What the task requires:
In the article on ISU internships and career fairs, turn the paragraph that begins "The number of co-op and internship opportunities posted on CyHire" into a short list that keeps all its figures.

Internships, in-person career fairs are returning for ISU students

Mike Gaul has seen a lot working in career services for 24 years, but his description of the current climate puts things in perspective quickly.

"It is the craziest, wonkiest labor market I know I will ever see in the rest of my lifetime," said Gaul, associate director of career services in the College of Agriculture and Life Sciences (CALS). "To go from nearly 15% unemployment at the end of April 2020, to now every store is seemingly looking for labor, is crazy."

The roller coaster means plenty of opportunity for internships and jobs for Iowa State students.

"We're always working with students to find ways for them to get involved and get experience," said Taren Reker, associate director of career services in the College of Liberal Arts and Sciences. "There are so many good opportunities out there right now that we are telling them to go for it."


One of the areas most restricted for students during the pandemic was internships and co-ops.

The number of co-op and internship opportunities posted on CyHire -- an online jobs platform for students and alumni -- went from 4,229 in 2018-19 to 3,819 in 2019-20 as the pandemic began to make its impact. The number sat at 3,210 in 2020-21 when all of ISU's career fairs were held virtually. Full-time job postings also dipped from 6,547 in 2018-19 to 4,996 in 2019-20.

Businesses were pulling internships for a variety of reasons, from health and safety to cost savings. Perhaps nowhere was the impact felt more than the College of Engineering, where an internship or co-op is not required to graduate, but highly recommended.

"There were a lot of students who were disappointed by their internships or co-ops being canceled in 2020," said Kellie Mullaney, Engineering career services interim director. "I think the biggest impact was on students whose last chance for an internship was summer 2020, so they ended up graduating without professional experience."

Provided material:

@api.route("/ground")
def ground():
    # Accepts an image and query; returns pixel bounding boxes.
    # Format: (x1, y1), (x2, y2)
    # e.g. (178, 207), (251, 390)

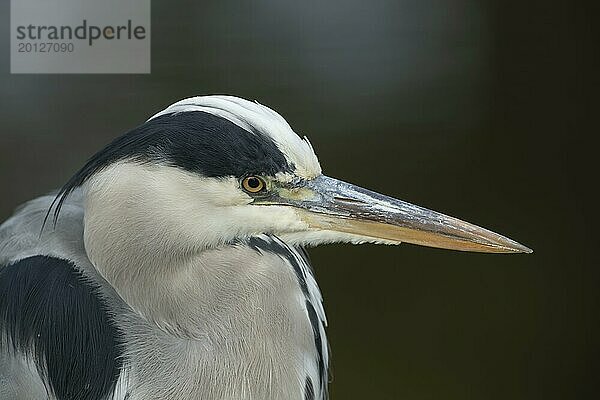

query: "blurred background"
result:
(0, 0), (600, 400)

Answer for this exercise:
- CyHire is an online jobs platform for students and alumni.
- Co-op and internship postings on CyHire:
  - 4,229 in 2018-19
  - 3,819 in 2019-20, as the pandemic began to make its impact
  - 3,210 in 2020-21, when all of ISU's career fairs were held virtually
- Full-time job postings fell from 6,547 in 2018-19 to 4,996 in 2019-20.